10 Emerging People Analytics Trends to Revolutionize Your Workforce
Uncertainty and confusion have clouded the workplace over the last few years.
HR teams have grappled with a wave of departures during the Great Resignation, rising mental health problems caused by burnout, and the challenges of supporting hybrid work environments.
One thing that can cut through the chaos? Data.
And this is why people analytics has emerged as a powerful tool to support HR teams and manage complex workplace issues. Hard figures and the stories they tell enable us to assess the state of the workforce, analyze employee behavior, and make evidence-based decisions that bring long-term success.
This guide digs into ten of the latest people analytics trends shaping the future and expanding the influence of HR teams:
📊 1. Data-driven decision making
Companies don't collect data for the heck of it — they need to interpret the information clearly, then act on it to produce results. And this is especially useful when making difficult decisions, such as layoffs.
Example: Reports suggest that companies like Alphabet (Google's parent company) used an algorithm-based performance ranking system to identify and fire the lowest-performing employees.
But sometimes, it's hard to influence an audience using raw data — numbers can be boring and challenging to visualize. Instead, people teams must rely on storytelling to craft a narrative behind the number-crunching. Shawn Plummer, CEO of The Annuity Expert, told us,
"Simply talking about cold data doesn't convey the full picture to leaders. Accordingly, there is a growing trend to translate this data into stories that decision-makers can use as guidance.
To tell compelling stories, look for interesting peaks, valleys, and anomalies. Use visualizations to show the overall trends in a way that can be understood at a glance. Stories are powerful because they inspire curiosity, thought, and action."
💬 2. Powering DEIB discussions
Diversity, Equity, Inclusion, and Belonging (DEIB) have been a major focus of businesses since the social justice movements of 2020. Analytics solutions can provide valuable insights into how effective DEIB initiatives are. This use case is a top trend, with RedThread research highlighting that growth in the PAT market is down to customers "exhibiting a growing emphasis on using data and metrics for DEIB."
"This trend reflects society's increased focus on combating racial injustice and promoting greater diversity and inclusion in all aspects of life, including the workplace.
We regularly collect data on diversity and inclusion metrics, such as the representation of different demographic groups across our workforce, employee engagement, and turnover rates. By analyzing this data, we can identify patterns and trends that help us better understand the experiences of our employees and identify areas where we need to focus our efforts to promote greater diversity, equity, and inclusion."
Start by defining your DEIB initiatives, work out your goals, and then determine the data you need to track your progress.
🌈 3. Improving recruitment diversity
Diversity initiatives aren't an overnight fix.
But an obvious way to improve your ranks' diversity is to focus on your recruitment data.
Recruiting analytics can help with this, allowing organizations to track the diversity of job applicants and the fairness of their hiring process.
For example, people teams use AI-powered tools to review written applications and resumes for signs of potential bias in language or formatting. They can also incorporate applicant tracking systems into their recruitment workflow to track candidates' progress at each stage.
These tools allow companies to understand their recruitment data better and use it to improve diversity across their workforce.
__________
Task to carry out. Copy the part of the people analytics trends article between "HR teams have" and "such as layoffs.", inclusive, word for word.

Information provided.
__________
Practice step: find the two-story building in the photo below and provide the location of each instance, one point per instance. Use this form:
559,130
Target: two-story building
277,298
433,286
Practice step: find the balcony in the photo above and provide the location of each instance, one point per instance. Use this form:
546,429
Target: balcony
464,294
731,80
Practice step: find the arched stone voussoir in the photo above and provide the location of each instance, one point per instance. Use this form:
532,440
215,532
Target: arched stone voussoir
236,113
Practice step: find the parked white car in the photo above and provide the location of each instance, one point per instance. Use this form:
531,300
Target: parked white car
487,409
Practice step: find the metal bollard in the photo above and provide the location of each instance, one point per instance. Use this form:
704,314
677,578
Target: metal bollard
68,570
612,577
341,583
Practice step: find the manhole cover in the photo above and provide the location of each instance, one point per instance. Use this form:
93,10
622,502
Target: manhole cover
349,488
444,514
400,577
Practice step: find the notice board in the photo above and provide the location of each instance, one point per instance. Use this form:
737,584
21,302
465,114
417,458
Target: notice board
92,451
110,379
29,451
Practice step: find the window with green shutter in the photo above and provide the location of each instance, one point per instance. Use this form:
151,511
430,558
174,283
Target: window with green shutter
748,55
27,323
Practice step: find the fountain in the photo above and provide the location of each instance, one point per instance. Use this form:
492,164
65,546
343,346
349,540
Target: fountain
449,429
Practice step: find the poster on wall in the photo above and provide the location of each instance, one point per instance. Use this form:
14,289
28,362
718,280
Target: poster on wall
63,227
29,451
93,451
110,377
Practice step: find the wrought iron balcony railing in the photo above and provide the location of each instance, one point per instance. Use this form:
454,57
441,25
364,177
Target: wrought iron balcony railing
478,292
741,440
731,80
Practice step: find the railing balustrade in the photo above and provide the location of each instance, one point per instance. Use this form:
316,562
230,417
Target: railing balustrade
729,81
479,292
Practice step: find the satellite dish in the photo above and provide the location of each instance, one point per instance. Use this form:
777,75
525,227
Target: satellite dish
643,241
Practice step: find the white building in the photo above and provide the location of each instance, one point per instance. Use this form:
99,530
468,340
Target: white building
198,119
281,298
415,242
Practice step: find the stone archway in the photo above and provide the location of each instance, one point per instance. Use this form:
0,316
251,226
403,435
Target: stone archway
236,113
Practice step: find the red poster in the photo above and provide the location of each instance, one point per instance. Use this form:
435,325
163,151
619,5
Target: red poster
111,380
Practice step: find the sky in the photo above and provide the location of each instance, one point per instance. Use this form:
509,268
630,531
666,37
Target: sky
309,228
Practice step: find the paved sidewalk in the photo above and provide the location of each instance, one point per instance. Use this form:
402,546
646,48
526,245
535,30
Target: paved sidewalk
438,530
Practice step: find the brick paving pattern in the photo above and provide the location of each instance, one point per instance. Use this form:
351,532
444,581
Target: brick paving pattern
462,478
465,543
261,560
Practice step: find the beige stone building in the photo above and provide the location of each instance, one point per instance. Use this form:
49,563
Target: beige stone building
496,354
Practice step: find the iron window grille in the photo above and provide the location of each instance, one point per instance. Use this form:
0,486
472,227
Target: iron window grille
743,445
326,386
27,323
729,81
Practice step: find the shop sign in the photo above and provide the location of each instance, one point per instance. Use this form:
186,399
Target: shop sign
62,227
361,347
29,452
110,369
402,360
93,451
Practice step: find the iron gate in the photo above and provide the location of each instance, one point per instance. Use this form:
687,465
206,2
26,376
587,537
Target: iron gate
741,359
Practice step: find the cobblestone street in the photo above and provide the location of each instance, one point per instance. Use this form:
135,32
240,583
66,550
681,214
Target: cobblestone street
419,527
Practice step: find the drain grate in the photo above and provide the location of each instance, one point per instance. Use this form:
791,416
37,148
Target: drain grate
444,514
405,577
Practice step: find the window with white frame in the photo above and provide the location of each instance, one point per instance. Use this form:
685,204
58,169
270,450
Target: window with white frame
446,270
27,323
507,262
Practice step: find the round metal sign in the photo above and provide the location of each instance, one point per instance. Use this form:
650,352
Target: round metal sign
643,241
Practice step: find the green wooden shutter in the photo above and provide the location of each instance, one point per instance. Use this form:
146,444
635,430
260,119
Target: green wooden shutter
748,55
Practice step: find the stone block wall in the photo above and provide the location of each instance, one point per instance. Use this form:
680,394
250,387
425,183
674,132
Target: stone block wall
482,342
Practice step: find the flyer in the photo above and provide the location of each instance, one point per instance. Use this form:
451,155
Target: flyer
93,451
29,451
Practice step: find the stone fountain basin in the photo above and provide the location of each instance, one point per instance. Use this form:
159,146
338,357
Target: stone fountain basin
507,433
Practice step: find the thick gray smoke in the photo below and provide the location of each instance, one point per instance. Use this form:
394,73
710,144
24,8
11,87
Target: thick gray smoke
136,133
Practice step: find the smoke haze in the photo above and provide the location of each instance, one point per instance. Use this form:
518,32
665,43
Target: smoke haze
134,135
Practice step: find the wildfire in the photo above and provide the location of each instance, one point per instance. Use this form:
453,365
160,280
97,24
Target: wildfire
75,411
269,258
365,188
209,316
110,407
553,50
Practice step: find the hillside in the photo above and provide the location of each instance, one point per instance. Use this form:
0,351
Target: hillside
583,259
__________
Correct answer.
HR teams have grappled with a wave of departures during the Great Resignation, rising mental health problems caused by burnout, and the challenges of supporting hybrid work environments.
One thing that can cut through the chaos? Data.
And this is why people analytics has emerged as a powerful tool to support HR teams and manage complex workplace issues. Hard figures and the stories they tell enable us to assess the state of the workforce, analyze employee behavior, and make evidence-based decisions that bring long-term success.
This guide digs into ten of the latest people analytics trends shaping the future and expanding the influence of HR teams:
📊 1. Data-driven decision making
Companies don't collect data for the heck of it — they need to interpret the information clearly, then act on it to produce results. And this is especially useful when making difficult decisions, such as layoffs.